PASSAGE PROVIDED
----

We run a sequence of around 80 batch jobs with more than half partitioned with up to 50 partitions. As far as I can tell, the only non-standard thing we do is to disable auto-startup. The gateway is start and stop are managed by step listener. This is fine for the majority of time but we are seeing an occasional failure. I increased the logging and see all messages sent out with the correlationId. The stack trace happens after the remote partitions end (in this case ...about 3 minutes) :
2016-01-19 22:19:01,517 DEBUG [org.springframework.integration.jms.JmsOutboundGateway] (springbatch.partitioned.jms.taskExecutor-38) policy.estimatepayroll.outbound-gateway Sending message with correlationId d1025dfd-3551-4df8-96a7-043364c52e3d_18
2016-01-19 22:21:55,240 WARN [org.springframework.integration.jms.JmsOutboundGateway] (org.springframework.integration.jms.JmsOutboundGateway#0.replyListener-1) Failed to consume reply with correlationId d1025dfd-3551-4df8-96a7-043364c52e3d_18
java.lang.RuntimeException: No sender waiting for reply
at org.springframework.integration.jms.JmsOutboundGateway.onMessage(JmsOutboundGateway.java:945)
at org.springframework.jms.listener.AbstractMessageListenerContainer.doInvokeListener(AbstractMessageListenerContainer.java:562)
at org.springframework.jms.listener.AbstractMessageListenerContainer.invokeListener(AbstractMessageListenerContainer.java:500)
at org.springframework.jms.listener.AbstractMessageListenerContainer.doExecuteListener(AbstractMessageListenerContainer.java:468)
at org.springframework.jms.listener.AbstractPollingMessageListenerContainer.doReceiveAndExecute(AbstractPollingMessageListenerContainer.java:326)

----

PROBLEMS AND TASKS
• a. Count how many lines of the rows below contain the string "blue", and reply with that number alone.
• b. Extend the forum post about the intermittent JMS outbound gateway reply failure, picking up right after its last line.

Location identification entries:
----

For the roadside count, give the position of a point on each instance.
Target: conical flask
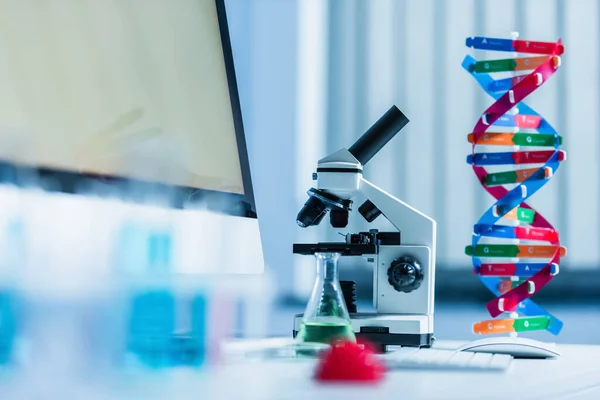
(326, 317)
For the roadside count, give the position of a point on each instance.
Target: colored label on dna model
(515, 251)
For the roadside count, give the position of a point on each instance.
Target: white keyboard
(440, 359)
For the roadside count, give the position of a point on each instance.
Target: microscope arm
(419, 229)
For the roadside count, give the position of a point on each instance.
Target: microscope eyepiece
(378, 135)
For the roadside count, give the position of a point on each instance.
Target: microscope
(403, 261)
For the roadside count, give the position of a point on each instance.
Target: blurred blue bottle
(11, 248)
(154, 336)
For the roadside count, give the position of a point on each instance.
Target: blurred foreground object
(350, 362)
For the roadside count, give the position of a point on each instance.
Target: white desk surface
(574, 375)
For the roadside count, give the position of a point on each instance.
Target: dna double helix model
(515, 251)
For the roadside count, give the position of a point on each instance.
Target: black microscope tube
(378, 135)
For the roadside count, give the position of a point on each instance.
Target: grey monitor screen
(139, 90)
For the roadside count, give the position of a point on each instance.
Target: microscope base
(384, 330)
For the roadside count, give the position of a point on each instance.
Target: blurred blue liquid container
(155, 336)
(11, 242)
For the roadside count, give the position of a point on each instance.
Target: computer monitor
(140, 90)
(128, 93)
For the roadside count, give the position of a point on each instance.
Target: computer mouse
(517, 347)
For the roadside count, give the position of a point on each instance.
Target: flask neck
(327, 266)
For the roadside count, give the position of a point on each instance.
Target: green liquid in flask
(325, 332)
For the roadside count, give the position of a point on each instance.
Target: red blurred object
(350, 362)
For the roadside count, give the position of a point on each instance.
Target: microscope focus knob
(405, 274)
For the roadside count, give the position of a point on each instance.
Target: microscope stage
(389, 329)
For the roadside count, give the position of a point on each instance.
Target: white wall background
(323, 71)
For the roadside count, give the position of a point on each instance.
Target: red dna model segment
(515, 251)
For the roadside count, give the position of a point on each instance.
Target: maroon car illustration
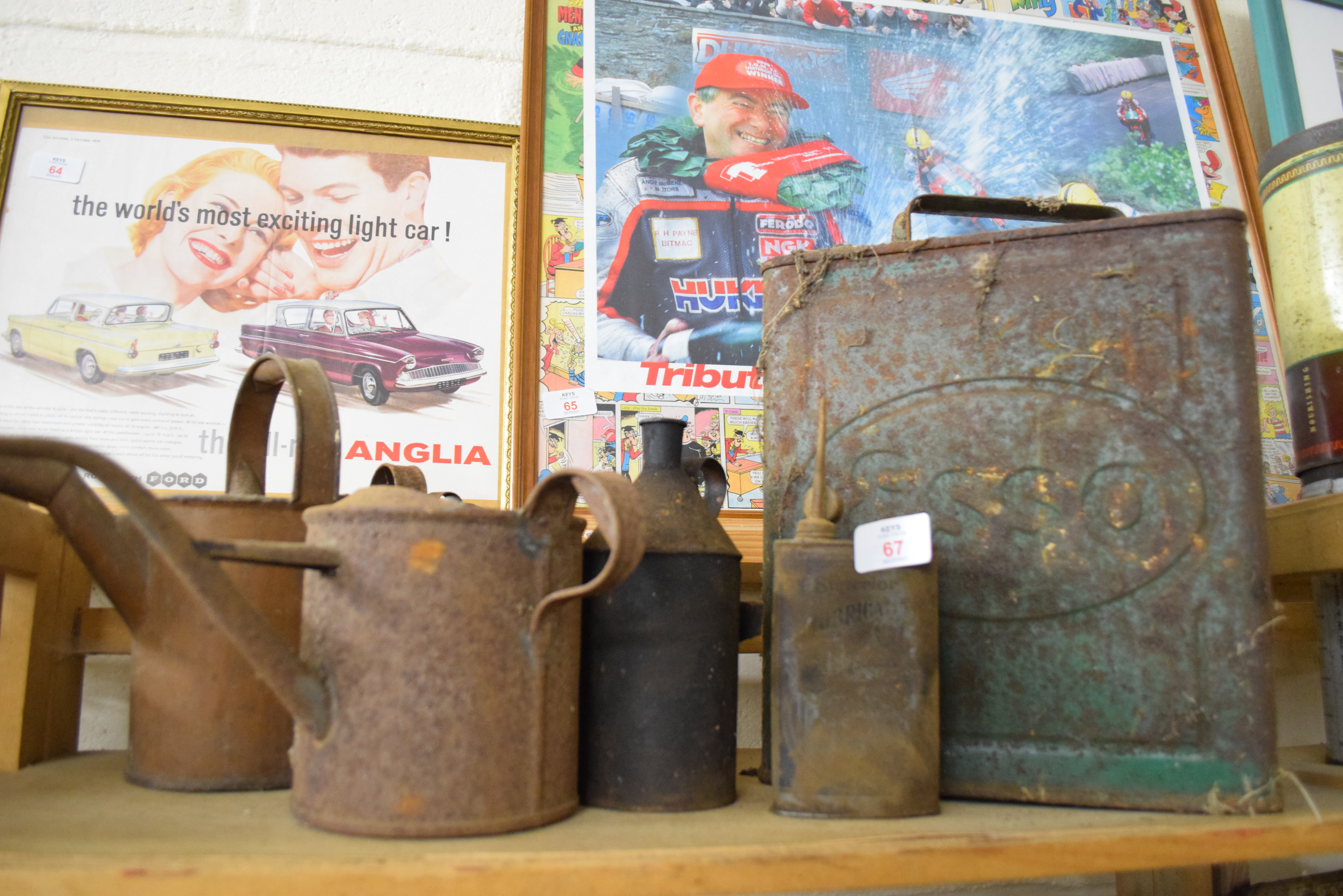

----

ANSWER SET
• a. 2

• b.
at org.springframework.jms.listener.AbstractPollingMessageListenerContainer.receiveAndExecute(AbstractPollingMessageListenerContainer.java:264)
at org.springframework.jms.listener.DefaultMessageListenerContainer$AsyncMessageListenerInvoker.invokeListener(DefaultMessageListenerContainer.java:1069)
at org.springframework.jms.listener.DefaultMessageListenerContainer$AsyncMessageListenerInvoker.executeOngoingLoop(DefaultMessageListenerContainer.java:1061)
at org.springframework.jms.listener.DefaultMessageListenerContainer$AsyncMessageListenerInvoker.run(DefaultMessageListenerContainer.java:958)
at java.lang.Thread.run(Unknown Source)
The problem is that when this happens, the onMessage() method throws a RuntimeException which kills the thread. Subsequent jobs have less threads to use and as a result some partitions execute in series instead of parallel.
I have reviewed the code and can't find how this problem can occur? Could it be because the replies is a HashMap and not thread safe?
Thanks for any help / suggestions.